TASK DIRECTIONS:
Copy the following records line for line, without the pictures.

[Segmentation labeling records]
☆ ☆ ☆ ☆ ☆ ☆ ☆

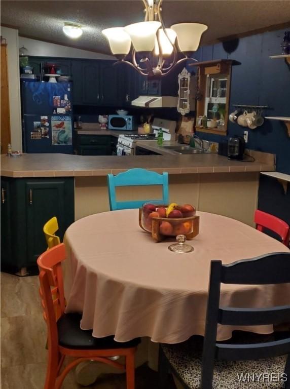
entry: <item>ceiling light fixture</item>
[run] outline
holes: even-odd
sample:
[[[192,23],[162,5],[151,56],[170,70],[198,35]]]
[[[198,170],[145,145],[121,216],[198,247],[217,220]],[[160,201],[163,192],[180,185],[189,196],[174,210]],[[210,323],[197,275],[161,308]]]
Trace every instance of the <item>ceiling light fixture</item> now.
[[[83,33],[82,26],[72,23],[65,23],[62,27],[62,31],[65,35],[72,39],[79,38]]]
[[[181,23],[166,28],[161,17],[162,0],[142,0],[145,21],[124,27],[106,28],[102,33],[108,41],[116,63],[125,63],[149,77],[167,74],[177,63],[192,60],[207,26],[199,23]],[[176,42],[177,41],[177,42]],[[126,57],[133,48],[130,60]],[[184,57],[177,60],[177,52]]]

☆ ☆ ☆ ☆ ☆ ☆ ☆

SOLUTION:
entry: <item>ceiling light fixture</item>
[run] outline
holes: even-odd
sample:
[[[192,23],[162,5],[151,56],[170,70],[198,35]]]
[[[198,170],[145,145],[121,216],[198,247],[217,220]],[[160,201],[163,192],[180,185],[189,196],[174,210]],[[210,323],[197,275],[161,308]]]
Trace every instance of the <item>ceiling light fixture</item> now.
[[[83,33],[82,26],[72,23],[65,23],[62,27],[62,31],[65,35],[72,39],[79,38]]]
[[[181,23],[166,28],[161,17],[162,0],[142,0],[145,21],[124,27],[106,28],[102,33],[108,41],[116,63],[125,63],[149,77],[167,74],[177,63],[192,60],[207,26],[199,23]],[[176,42],[177,41],[177,42]],[[126,57],[133,48],[130,60]],[[184,57],[177,60],[177,52]]]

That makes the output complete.